WHAT NEEDS TO BE DONE: Rewrite the records in the stretch from "Practice step: put one dot on the snowy" through "Practice step: put one dot on the snow-covered", replacing "put one dot on" with "place a single dot on" and leaving everything else unchanged.

— begin EXERCISE MATERIALS —

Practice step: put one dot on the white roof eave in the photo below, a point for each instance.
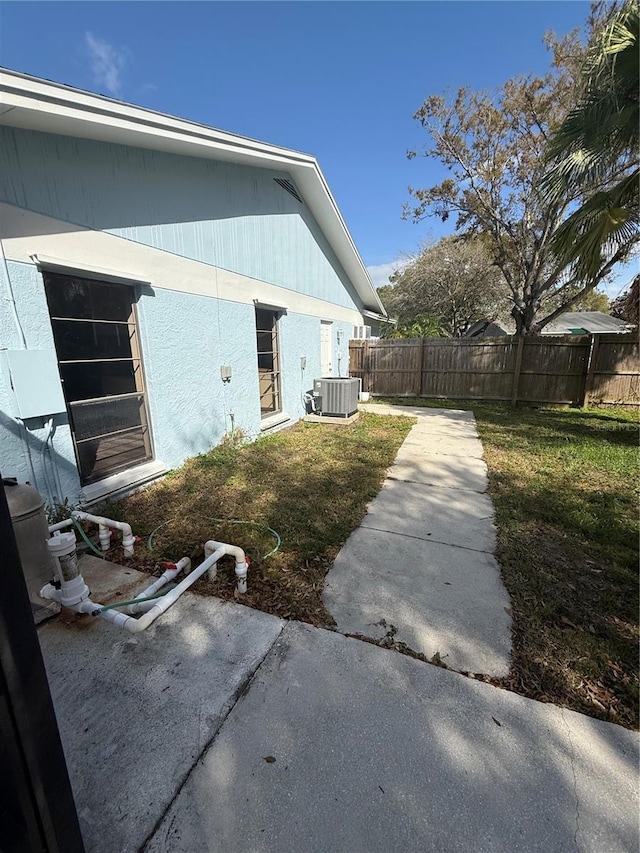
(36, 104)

— end EXERCISE MATERIALS —
— begin EXERCISE MATERIALS —

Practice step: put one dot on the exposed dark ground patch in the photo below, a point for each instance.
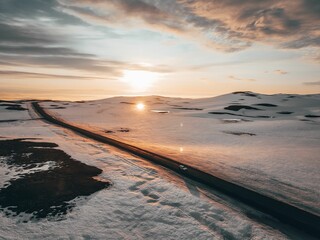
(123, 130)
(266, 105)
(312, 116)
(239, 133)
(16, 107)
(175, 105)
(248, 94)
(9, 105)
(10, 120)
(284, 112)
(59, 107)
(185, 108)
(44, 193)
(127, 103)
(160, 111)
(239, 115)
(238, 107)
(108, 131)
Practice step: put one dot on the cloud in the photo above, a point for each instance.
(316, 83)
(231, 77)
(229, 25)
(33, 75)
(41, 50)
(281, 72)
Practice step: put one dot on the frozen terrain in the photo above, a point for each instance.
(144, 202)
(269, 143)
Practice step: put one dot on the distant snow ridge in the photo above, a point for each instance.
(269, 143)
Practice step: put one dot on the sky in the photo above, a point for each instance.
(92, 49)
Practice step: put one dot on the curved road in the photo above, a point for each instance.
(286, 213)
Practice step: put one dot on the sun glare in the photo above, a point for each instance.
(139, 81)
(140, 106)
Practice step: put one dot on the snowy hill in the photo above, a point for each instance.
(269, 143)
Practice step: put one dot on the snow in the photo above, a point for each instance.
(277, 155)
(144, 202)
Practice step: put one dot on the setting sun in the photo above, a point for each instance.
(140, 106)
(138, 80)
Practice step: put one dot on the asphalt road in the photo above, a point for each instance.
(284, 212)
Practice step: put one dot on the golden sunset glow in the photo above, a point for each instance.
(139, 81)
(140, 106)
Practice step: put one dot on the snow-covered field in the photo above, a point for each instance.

— end EXERCISE MATERIALS —

TASK OUTPUT:
Practice step: place a single dot on the snowy hill in the photo above, a point for each instance.
(269, 143)
Practice step: place a single dot on the snow in the photo above, a point for each instance.
(277, 155)
(144, 202)
Practice step: place a single dot on the setting sun in the photo above, a point for each instance.
(140, 106)
(138, 80)
Practice step: place a single dot on the asphalt road in the photo above, a point for each instance.
(284, 212)
Practice step: place a single dot on the golden sunset glow in the photo above, a point for each instance.
(139, 81)
(140, 106)
Practice step: place a single dot on the snow-covered field in the photo above, a point for each instance.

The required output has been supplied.